▶ Trabajo requerido:
(1) Transcribe sin cambios el fragmento sobre la lectura y la pintura desde "El ojo que la" hasta "en el tiempo.".
(2) Según el fragmento sobre la lectura y la pintura, ¿qué personajes son contemporáneos en nuestra imaginación y en nuestra biblioteca?

▶ Fragmento del texto:
================================

A los
buenos
escritores les gusta leer,
leen obras antiguas o
contemporáneas y Muñoz Molina, que tanto ha reflexionado
sobre las raíces de
su obra, explica en "Destierro y destiempo de Max Aub" que en la
lectura halla
enseñanzas de maestros, que en ella "busca héroes,
héroes
civiles e íntimos de la palabra escrita, que lo enaltecen y lo
acompañan,
que le ofrecen coraje en la rebelión y consuelo en la
melancolía".
Lo propio ha de decirse cuando un pintor visita la pintura, contempla y
vive
cuadros de antiguos, de modernos, y esa contemplación deriva en
trampolín
con que sobrevolar los tiempos y lugares para trufarlos, confundirlos,
mezclarlos
y trasladarlos de siglo, todo en un mismo plano, porque, no en vano,
como
sigue diciendo Muñoz Molina de la literatura, --y puede
aplicarse
a la pintura--, ésta es "el diálogo entre los vivos y los
muertos,
el lugar donde se quiebran las leyes del tiempo. Don Quijote, en
nuestra
imaginación y en nuestra biblioteca, es contemporáneo de
Aquiles
y de Huckleberry Finn".
Ut pictura
poiesis,
dice, y no en vano, una sentencia consagrada. El lector o el espectador
del
arte, están prestos a entablar un diálogo con la obra
contemplada para apropiársela de acuerdo con su ritmo interior,
con la capacidad de su mirada. Ni el agua que baña el pie
derecho baña el izquierdo,
ni dos espectadores ven lo mismo en un cuadro, ahora, en el mismo
día,
y, aún menos, si la visita se espacia en unos años. La
obra,
en tanto mantiene abiertos los dinteles que dan paso a sus dudas, a sus
interrogantes
y certezas, a sus exaltaciones y fracasos, a ese espiral complejo de
convicciones,
incertidumbres, dolores y terrores, es un conversador que invita a
platicar.
El ojo que la observa inicia --por encima de tiempos y de idiomas-- un
diálogo
ajustado a sus espectativas y, de este modo, el cuadro, (también
podría
ser la escultura, el poema), vive en la evolución y en las
sucesivas
andaduras interpretativas que genera el diálogo cruzado entre el
espectador,
la obra y el autor. La creación pervive en las variantes
sucesivas,
y así se configuran los cánones, personales o de
época.
Así se vence el tiempo, perviviendo en el tiempo.

================================

▶ Líneas de datos:
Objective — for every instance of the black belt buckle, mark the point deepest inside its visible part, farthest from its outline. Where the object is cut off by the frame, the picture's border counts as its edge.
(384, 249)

================================

▶ Las respuestas:
(1)
El ojo que la observa inicia --por encima de tiempos y de idiomas-- un
diálogo
ajustado a sus espectativas y, de este modo, el cuadro, (también
podría
ser la escultura, el poema), vive en la evolución y en las
sucesivas
andaduras interpretativas que genera el diálogo cruzado entre el
espectador,
la obra y el autor. La creación pervive en las variantes
sucesivas,
y así se configuran los cánones, personales o de
época.
Así se vence el tiempo, perviviendo en el tiempo.

(2) Don Quijote, Aquiles y Huckleberry Finn.